L’avion de chasse rouge
Event ID: 584
20 mai 1917
Source ID: 22
« J’ai écrit un livre. Il a été publié aux éditions Ullstein et s’intitule « Der rote Kampfflieger » (Le pilote de chasse rouge).
Je reçois chaque jour des lettres et des cartes de personnes qui m’assurent avoir beaucoup aimé « Der rote Kampfflieger ». Cela me fait très plaisir, je lis tous les courriers et même si je ne peux pas répondre à la moitié d’entre eux, je m’efforce d’écrire au moins à la plupart des gens.
Il est très amusant de voir à quel point les impressions que le livre suscite chez les lecteurs sont différentes. Par exemple, un camarade, qui est probablement un grand gourmand et qui n’a pas été tout à fait comblé pendant la guerre, m’écrit : « Cher camarade, veuillez m’écrire immédiatement où vous achetez vos huîtres. Je veux aussi manger des huîtres. »
Quand j’ai reçu cette lettre, je me suis d’abord pris la tête, puis j’ai éclaté de rire, car je me souvenais vaguement que mon livre parlait d’huîtres. Et en effet, dans mon livre, il est écrit : « Nous avons fêté tranquillement un test, mangé des huîtres et bu du champagne. »
Ce camarade avait donc retenu cette histoire d’huîtres comme l’essence même du livre.
Un élève m’a envoyé un miroir de toilette en précisant qu’il avait lu dans le livre qu’il me manquait un tel accessoire dans mon avion rouge.
J’ai reçu un nombre extraordinaire de lettres du corps des cadets. Les cadets m’ont écrit qu’ils partageaient entièrement mon opinion concernant leurs études, qu’ils s’efforçaient comme moi d’apprendre uniquement le strict nécessaire pour être promus.
Mon plus jeune frère Bolko a envoyé une longue lettre de plainte à la famille à mon sujet. Il est cadet à Wahlstatt et se plaint que j’ai dénigré les professeurs du corps des cadets dans mon livre. Il aurait tellement de désagréments dans le corps qu’il ne pourrait plus le supporter. Il demande à la famille de veiller à ce que je lui soumette d’abord les manuscrits pour contrôle, si jamais j’en rédigeais d’autres. Je trouve que le bon Bolko en demande un peu trop de moi ; en outre, il m’accuse de mentir. Dans mon livre, j’ai raconté qu’une fois, j’avais grimpé sur le clocher de l’église de Wahlstatt et que j’y avais accroché un mouchoir. Bolko affirme maintenant avoir constaté sans aucun doute que le mouchoir n’y est plus et que, par conséquent, je ne peux pas avoir dit la vérité. Je trouve que c’est trop demander à un mouchoir de décorer un clocher pendant quinze ans.
──────────
:: Tâches à effectuer ::
1. Relevez chaque lecteur ou groupe de lecteurs dont l'extrait de texte détaille la réaction au livre, et indiquez cette réaction.
2. D'après l'extrait de texte, pourquoi le constat de Bolko sur l'absence du mouchoir au clocher de Wahlstatt ne prouve-t-il pas un mensonge ?

:: Extrait source ::
──────────
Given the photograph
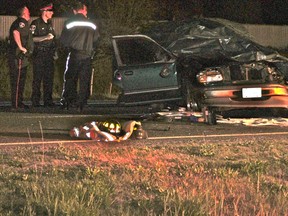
──────────
:: Réponses complètes ::
1.
- Un camarade : il demande par lettre où acheter des huîtres, car il veut aussi en manger.
- Un élève : il envoie un miroir de toilette, ayant lu qu'il manquait un tel accessoire dans l'avion rouge.
- Les cadets : ils écrivent qu'ils partagent entièrement l'opinion exprimée sur leurs études et qu'ils cherchent eux aussi à apprendre uniquement le strict nécessaire pour être promus.
- Bolko, le plus jeune frère : il se plaint auprès de la famille que les professeurs du corps des cadets ont été dénigrés. Il demande à contrôler d'abord les futurs manuscrits et accuse l'auteur du livre de mentir au sujet du mouchoir accroché au clocher de Wahlstatt.

2. Selon le texte, c'est trop demander à un mouchoir de décorer un clocher pendant quinze ans. Son absence actuelle ne contredit donc pas le récit.